··· TEXTO PARA LEITURA ···

O ministro Alexandre de Moraes, do STF, usou o órgão de combate à desinformação do TSE (Tribunal Superior Eleitoral) para reunir informações e criar relatórios contra manifestantes que ofenderam ministros do Supremo durante um evento privado em Nova York, EUA.
Esse incidente aconteceu em novembro de 2022, fora do período eleitoral, de acordo com mensagens obtidas pela Folha entre juízes auxiliares de Moraes no STF e no TSE e integrantes dos gabinetes.
Quando foi procurado e informado sobre o conteúdo da reportagem, o gabinete de Moraes afirmou que “todos os procedimentos foram oficiais, regulares e estão devidamente documentados nos inquéritos e investigações em curso no STF, com integral participação da Procuradoria-Geral da República”.

··· SEÇÃO DE DADOS ···

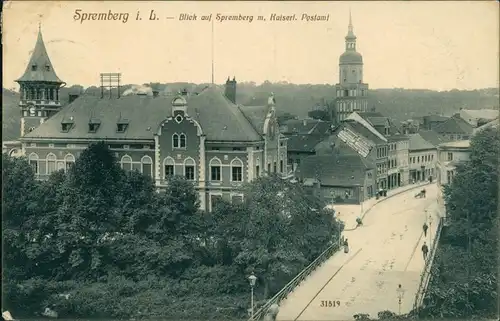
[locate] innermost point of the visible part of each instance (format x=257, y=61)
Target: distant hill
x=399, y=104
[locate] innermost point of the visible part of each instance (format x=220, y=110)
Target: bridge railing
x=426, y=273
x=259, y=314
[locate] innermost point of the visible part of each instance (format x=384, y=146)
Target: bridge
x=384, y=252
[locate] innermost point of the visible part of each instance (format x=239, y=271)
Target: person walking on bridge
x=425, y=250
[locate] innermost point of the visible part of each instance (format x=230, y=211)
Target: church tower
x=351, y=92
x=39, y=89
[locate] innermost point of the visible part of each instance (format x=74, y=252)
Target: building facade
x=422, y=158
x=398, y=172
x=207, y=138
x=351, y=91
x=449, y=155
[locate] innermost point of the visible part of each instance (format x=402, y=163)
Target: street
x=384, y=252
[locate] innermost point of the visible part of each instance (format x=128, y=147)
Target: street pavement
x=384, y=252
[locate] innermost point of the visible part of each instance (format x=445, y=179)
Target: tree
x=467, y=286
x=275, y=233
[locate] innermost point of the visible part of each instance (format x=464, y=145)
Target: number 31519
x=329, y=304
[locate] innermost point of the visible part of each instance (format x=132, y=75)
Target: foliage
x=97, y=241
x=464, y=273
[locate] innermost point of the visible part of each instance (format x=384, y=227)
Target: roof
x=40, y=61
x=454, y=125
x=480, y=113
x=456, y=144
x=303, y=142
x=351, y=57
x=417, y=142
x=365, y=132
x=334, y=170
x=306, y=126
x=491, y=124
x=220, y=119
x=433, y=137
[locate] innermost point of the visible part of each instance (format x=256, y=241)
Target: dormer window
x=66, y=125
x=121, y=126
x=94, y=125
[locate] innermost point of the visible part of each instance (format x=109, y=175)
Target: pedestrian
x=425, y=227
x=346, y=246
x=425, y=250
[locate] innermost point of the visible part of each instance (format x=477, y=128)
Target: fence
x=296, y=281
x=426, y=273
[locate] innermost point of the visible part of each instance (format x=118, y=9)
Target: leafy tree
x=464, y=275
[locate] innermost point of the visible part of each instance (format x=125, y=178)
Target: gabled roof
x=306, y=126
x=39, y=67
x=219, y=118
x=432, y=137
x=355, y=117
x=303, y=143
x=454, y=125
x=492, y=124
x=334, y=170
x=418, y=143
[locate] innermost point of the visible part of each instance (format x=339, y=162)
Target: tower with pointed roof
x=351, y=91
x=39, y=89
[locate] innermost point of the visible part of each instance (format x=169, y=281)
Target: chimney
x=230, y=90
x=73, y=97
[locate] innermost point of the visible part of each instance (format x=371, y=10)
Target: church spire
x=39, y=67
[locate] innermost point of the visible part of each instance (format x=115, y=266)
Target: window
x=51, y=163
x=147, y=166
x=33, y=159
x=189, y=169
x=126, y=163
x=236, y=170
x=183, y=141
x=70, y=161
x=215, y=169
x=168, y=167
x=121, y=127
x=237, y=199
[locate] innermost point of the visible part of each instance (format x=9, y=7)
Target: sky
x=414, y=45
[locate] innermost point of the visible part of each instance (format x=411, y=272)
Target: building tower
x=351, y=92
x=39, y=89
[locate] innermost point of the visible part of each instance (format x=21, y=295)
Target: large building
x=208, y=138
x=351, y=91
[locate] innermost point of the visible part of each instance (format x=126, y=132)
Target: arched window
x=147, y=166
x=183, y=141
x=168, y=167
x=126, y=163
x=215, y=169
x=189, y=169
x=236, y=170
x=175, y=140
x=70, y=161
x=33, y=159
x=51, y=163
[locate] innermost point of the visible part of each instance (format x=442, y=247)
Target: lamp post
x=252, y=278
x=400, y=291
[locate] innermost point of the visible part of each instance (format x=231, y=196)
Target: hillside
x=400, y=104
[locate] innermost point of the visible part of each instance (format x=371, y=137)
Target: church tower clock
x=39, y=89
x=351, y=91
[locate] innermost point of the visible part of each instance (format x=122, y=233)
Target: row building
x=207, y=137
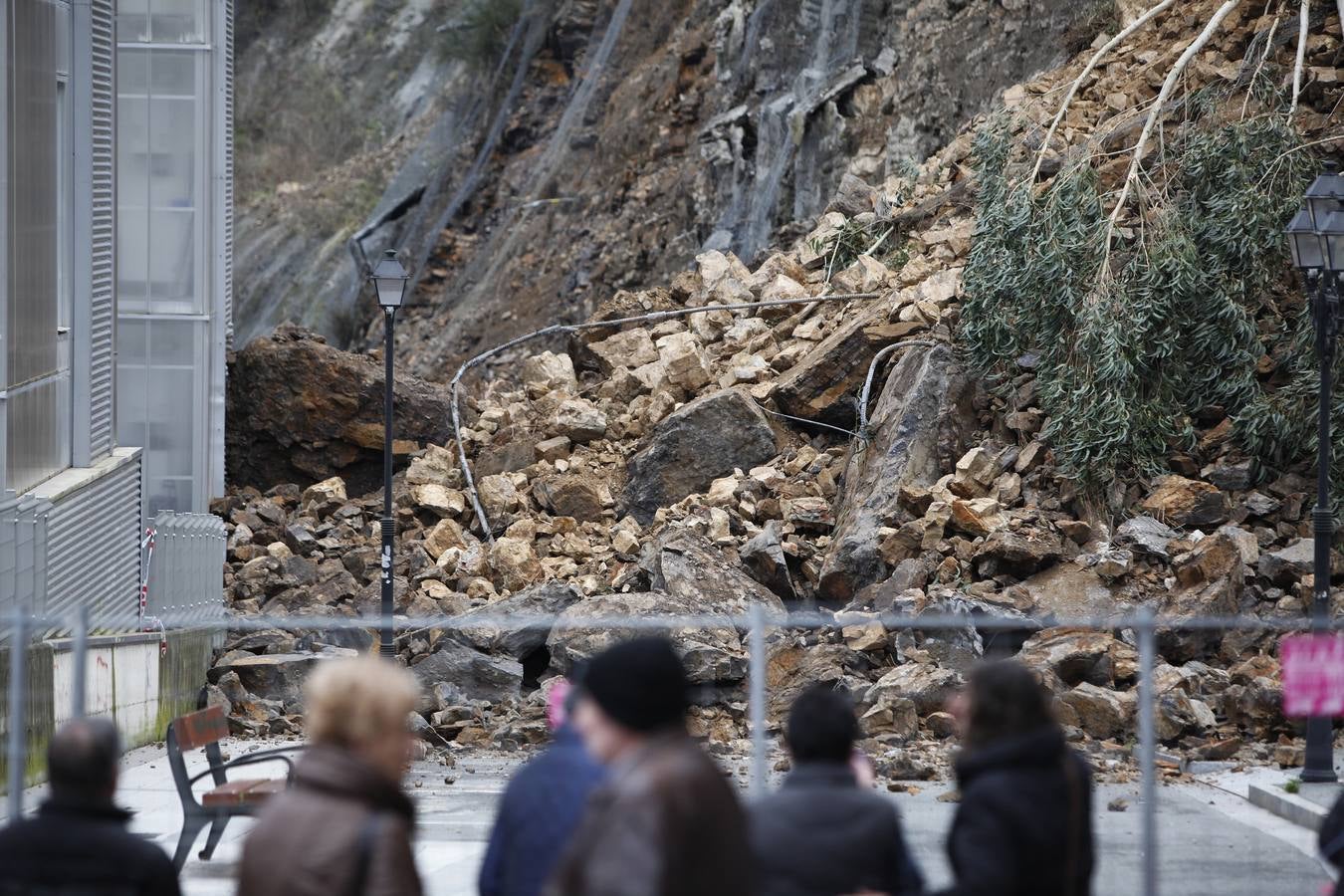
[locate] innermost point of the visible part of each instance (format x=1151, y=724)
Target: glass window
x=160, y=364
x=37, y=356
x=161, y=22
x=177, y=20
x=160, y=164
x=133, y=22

···
··· SEÇÃO DE DADOS ···

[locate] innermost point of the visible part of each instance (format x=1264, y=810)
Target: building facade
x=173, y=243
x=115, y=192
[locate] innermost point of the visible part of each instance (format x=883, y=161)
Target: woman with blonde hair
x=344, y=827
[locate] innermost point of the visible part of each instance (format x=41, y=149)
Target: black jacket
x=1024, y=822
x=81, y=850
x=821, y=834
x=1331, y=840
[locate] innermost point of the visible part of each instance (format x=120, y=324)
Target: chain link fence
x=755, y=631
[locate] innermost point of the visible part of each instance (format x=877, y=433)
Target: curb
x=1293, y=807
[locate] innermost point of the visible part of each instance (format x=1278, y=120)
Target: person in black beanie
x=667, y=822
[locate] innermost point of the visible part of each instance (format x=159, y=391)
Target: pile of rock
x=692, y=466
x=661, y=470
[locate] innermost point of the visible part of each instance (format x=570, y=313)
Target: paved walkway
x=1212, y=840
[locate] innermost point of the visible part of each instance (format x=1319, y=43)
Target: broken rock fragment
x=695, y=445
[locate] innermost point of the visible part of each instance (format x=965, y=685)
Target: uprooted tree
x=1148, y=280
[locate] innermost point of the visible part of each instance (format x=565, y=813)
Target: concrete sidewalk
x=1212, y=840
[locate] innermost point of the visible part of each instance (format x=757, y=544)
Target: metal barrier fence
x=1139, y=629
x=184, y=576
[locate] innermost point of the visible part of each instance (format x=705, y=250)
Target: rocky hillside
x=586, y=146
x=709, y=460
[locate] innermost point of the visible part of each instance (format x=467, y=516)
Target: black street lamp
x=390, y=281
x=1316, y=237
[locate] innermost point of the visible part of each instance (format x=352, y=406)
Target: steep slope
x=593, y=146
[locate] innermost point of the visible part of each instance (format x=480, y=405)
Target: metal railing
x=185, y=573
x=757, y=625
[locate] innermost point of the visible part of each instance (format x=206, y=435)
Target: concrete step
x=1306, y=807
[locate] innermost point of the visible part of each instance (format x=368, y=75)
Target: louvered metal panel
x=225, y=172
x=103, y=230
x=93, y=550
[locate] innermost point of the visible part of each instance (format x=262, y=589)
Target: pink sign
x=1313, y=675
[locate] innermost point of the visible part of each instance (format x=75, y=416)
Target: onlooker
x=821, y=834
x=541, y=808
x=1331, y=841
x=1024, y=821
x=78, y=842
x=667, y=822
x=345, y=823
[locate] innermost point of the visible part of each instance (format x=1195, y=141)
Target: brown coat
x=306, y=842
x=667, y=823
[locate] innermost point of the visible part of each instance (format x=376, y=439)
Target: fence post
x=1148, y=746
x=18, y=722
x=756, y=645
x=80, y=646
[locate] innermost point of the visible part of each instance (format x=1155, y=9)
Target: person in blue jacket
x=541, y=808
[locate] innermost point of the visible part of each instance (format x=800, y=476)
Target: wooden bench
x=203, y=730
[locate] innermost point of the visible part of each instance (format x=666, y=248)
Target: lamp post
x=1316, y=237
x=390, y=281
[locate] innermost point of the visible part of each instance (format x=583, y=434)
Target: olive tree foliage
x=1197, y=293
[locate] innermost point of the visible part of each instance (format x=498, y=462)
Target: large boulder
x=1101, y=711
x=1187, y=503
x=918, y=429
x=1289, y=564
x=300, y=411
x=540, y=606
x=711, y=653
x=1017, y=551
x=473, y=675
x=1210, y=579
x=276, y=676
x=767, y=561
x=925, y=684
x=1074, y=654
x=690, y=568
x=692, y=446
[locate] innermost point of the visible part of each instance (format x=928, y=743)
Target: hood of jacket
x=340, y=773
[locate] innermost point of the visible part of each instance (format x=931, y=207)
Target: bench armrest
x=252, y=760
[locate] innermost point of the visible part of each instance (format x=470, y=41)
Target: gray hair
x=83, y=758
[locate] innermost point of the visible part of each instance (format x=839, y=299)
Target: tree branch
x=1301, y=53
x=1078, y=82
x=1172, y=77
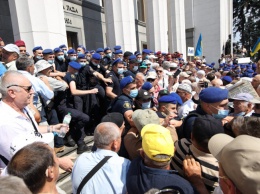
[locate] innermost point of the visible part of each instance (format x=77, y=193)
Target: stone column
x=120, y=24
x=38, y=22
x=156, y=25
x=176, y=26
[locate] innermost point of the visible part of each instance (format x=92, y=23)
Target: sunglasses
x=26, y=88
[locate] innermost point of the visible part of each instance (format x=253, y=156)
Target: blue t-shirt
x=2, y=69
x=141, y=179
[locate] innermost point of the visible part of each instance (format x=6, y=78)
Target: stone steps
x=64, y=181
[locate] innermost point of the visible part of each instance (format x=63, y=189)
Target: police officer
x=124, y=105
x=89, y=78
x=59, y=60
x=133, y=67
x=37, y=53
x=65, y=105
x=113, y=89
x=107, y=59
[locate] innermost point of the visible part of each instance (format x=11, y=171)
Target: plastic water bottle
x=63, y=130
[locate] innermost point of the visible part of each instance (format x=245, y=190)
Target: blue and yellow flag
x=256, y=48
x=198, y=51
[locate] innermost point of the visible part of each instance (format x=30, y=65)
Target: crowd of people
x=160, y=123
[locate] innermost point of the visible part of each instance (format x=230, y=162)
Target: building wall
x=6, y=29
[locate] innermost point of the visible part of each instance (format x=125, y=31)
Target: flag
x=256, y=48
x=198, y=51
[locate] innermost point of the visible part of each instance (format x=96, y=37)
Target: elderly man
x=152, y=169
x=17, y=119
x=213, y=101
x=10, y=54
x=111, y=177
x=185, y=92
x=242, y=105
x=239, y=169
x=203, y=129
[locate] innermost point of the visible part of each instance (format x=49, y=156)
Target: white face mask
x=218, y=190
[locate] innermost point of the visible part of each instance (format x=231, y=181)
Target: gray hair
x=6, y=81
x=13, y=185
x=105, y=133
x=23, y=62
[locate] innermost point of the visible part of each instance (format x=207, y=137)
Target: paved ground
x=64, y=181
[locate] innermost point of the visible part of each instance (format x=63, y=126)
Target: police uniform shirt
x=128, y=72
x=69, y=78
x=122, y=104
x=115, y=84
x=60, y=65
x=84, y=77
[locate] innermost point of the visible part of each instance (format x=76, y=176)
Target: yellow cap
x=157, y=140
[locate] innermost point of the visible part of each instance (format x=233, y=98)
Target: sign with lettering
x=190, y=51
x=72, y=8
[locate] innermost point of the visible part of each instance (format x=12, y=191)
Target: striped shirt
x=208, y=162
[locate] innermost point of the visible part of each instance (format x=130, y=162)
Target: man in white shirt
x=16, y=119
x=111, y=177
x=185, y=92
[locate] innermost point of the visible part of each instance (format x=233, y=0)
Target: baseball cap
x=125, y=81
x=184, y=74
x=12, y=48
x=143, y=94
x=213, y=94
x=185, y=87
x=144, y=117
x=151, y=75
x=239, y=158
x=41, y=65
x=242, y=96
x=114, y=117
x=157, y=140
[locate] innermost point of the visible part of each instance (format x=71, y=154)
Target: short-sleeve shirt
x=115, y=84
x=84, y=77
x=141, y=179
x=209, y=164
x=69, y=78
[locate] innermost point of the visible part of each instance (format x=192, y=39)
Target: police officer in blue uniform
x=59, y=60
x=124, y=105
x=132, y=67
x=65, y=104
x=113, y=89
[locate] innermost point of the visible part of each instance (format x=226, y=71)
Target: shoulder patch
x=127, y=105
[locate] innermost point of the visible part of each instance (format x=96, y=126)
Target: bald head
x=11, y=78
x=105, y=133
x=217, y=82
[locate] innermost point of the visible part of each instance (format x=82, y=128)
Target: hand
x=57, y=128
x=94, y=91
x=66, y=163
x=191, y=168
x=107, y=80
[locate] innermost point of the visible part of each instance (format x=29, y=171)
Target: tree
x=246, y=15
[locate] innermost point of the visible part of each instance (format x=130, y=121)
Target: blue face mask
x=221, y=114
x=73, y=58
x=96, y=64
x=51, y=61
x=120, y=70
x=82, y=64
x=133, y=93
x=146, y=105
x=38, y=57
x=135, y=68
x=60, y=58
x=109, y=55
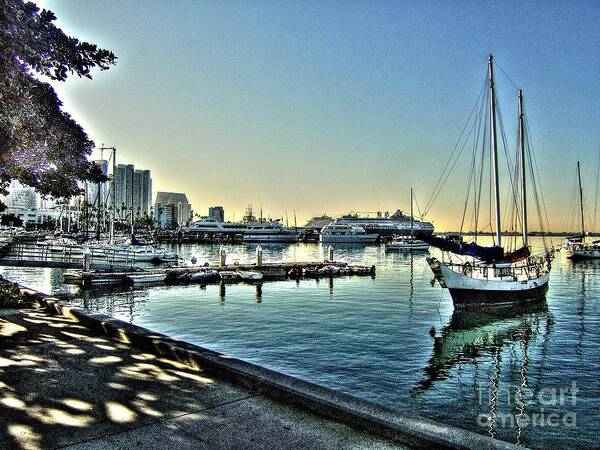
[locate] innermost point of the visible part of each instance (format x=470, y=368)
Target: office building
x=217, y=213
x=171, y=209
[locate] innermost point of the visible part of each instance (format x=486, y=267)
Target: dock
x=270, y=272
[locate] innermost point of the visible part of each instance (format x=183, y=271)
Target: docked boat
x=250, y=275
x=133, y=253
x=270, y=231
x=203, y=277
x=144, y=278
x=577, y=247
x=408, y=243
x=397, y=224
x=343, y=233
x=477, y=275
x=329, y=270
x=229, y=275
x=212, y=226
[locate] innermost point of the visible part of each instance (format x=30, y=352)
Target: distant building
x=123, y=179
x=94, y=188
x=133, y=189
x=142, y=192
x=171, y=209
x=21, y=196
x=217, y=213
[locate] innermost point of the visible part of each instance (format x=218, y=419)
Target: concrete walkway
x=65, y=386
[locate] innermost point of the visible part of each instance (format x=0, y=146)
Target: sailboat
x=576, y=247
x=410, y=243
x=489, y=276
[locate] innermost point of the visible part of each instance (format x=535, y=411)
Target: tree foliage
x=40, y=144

···

### O QUE SE PEDE
a) Responda com base no texto sobre Moraes e o órgão de combate à desinformação do TSE:
(i) Em que cidade ocorreu o evento privado em que ministros do Supremo foram ofendidos?
(ii) Em que mês e ano aconteceu esse incidente?
(iii) Segundo o gabinete de Moraes, que instituição teve integral participação nos inquéritos e investigações?
b) Prossiga o texto sobre Moraes e o órgão de combate à desinformação do TSE, a partir da última frase apresentada.

### RESPOSTAS POR TAREFA
a)
(i) Em Nova York, nos EUA.
(ii) Em novembro de 2022.
(iii) A Procuradoria-Geral da República.

b)
Na semana passada, a Folha revelou que o gabinete de Moraes no STF ordenou, por meio de mensagens e de forma não oficial, a produção de relatórios pelo TSE para fundamentar decisões do próprio ministro contra bolsonaristas no inquérito das fake news no Supremo em 2022. Tudo foi feito informalmente.
Os assessores de Moraes, segundo as mensagens, estavam cientes do risco dessa informalidade. Um deles expressou essa preocupação em áudios:
“Formalmente, se alguém for questionar, vai ficar uma coisa muito descarada, digamos assim. Como um juiz instrutor do Supremo manda [um pedido] pra alguém lotado no TSE e esse alguém, sem mais nem menos, obedece e manda um relatório, entendeu? Ficaria chato.”
O mesmo método foi empregado no caso de Nova York. Nos dias 14 e 15 de novembro de 2022, duas semanas após o segundo turno, Moraes e seus colegas do STF Gilmar Mendes, Ricardo Lewandowski (hoje ministro de Lula), Dias Toffoli e Luís Roberto Barroso participaram na cidade do Lide Brazil Conference, organizada pelo grupo Lide, da família do ex-governador paulista João Doria.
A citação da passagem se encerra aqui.